• _DOCUMENT PASSAGE_:
····················

Tennessee Comptroller scales back financial oversight plans for Town of Mason

By: - Wednesday March 23, 2022 6:00 am

Tennessee Comptroller scales back financial oversight plans for Town of Mason

By: - 6:00 am

Mason, Tenn. City Hall. (Photo: John Partipilo)

Mason, Tenn. City Hall. (Photo: John Partipilo)

The town of Mason could be free from state financial oversight as soon as July or August after a “very positive meeting” between state and local officials, Tennessee Comptroller Jason Mumpower said Tuesday.

“We were able to put together a positive plan moving forward,” Mumpower said shortly after a 70-minute meeting with Mason’s Mayor, Vice Mayor and financial staff.  “We can release them from financial oversight sooner rather than later.”

Mason’s Vice Mayor Virginia Rivers said that — while she is hopeful the meeting will lead to restoring autonomy to locally elected leaders — she remains frustrated.  Mason officials presented current financial statements that appeared to satisfy Mumpower and his staff on Tuesday,  including proof they had complied with a repayment plan for longstanding debt. That information has been available all along, she said.

Mason officials have been making monthly payments toward debt for the past two years, Vice-Mayor Virginia Rivers said. Those payments were not accounted for in the Comptroller public statements about Mason’s financial status, she said.

“All of this could have been avoided if Mr. Mumpower had come to us and had a meeting with us like we did today,” Rivers said. “He just came in with a demand.”

The meeting took place after several contentious weeks beginning with the Comptroller’s ultimatum to Mason’s elected leaders in February:

Either give up their town’s charter — subsuming the predominantly Black and Democrat community under the governance of majority white, majority Republican Tipton County — or, Mumpower said, he would take control of the town’s finances for an open-ended period of time, controlling any expenditures of $100 or more.

····················

• _GIVEN DATA_:

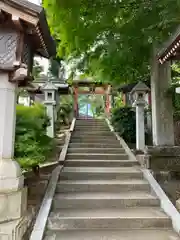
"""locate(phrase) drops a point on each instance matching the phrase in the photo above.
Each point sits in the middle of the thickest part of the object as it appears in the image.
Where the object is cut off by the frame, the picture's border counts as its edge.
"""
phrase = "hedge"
(32, 145)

····················

• _TO DO_:
a) According to the article on Mason and the Tennessee Comptroller, how long did the meeting between state officials and Mason's leaders last?
b) Continue the article on Mason and the Tennessee Comptroller from its last sentence.

• _RESULTS FOR THE EXERCISE_:
a) 70 minutes.

b)
Mumpower then took the unprecedented step of mailing a letter to every property owner in Mason. “Government is not working in Mason,” the letter said. “In my opinion, it’s time for Mason to relinquish its charter.”

But Mason’s officials refused to cede their charter. Rivers likened the Comptroller’s request to a “hostile takeover.” And Mumpower announced last week he would be taking financial control, imposing tight restrictions that would likely lead to a reduced workforce and cutbacks on other expenses.

The dispute gained national attention, with public criticism over the Comptroller’s efforts to exert control over a financially struggling, majority Black town just as it was poised to reap the benefits from a $5.6 billion Ford Motor Company electric vehicle plant soon to be built less than five miles away. Ford Motor Company officials weighed in, too, saying they had reached out to state and local officials to express concern.

Town of Mason officials meet with Tennessee Comptroller Jason Mumpower and his staff. Photo: Courtesy of Tennessee Comptroller
Town of Mason officials meet with Tennessee Comptroller Jason Mumpower and his staff. Photo: Courtesy of Tennessee Comptroller

The agreement hammered out between Mason and state officials Tuesday appears to put the town on a far different footing than it faced last week.

Mumpower said that result is, in part, due to learning of steps recently taken by the Mason Board of Aldermen.

Mason’s aldermen voted to steer $271,000 in American Rescue Plan funding toward a longstanding debt to its utility district. For years, the town had borrowed from its utility to pay bills. The payment will bring its debt to the utility under $260,000, according financial statements Mason officials shared with the Comptroller. The town has paid back $112,669 since July 1, 2020, according to figures compiled by Mason officials that the Comptroller’s office has yet to verify.

Those payments were not accounted for in the Comptroller public statements about Mason’s financial status, she said.

If town officials’ financial presentations prove to be accurate — and if town leaders pass a balanced budget, complete their audited financials and stick to its repayment plan to pay down debt, financial oversight could be removed “as soon as this July or August,” Mumpower said. Staff from the Comptroller’s office will be in Mason by the end of the week to review their records.

“It’s a tall order,” he said. “I’m very very happy and excited….We want to do everything we can to make Mason succeed.”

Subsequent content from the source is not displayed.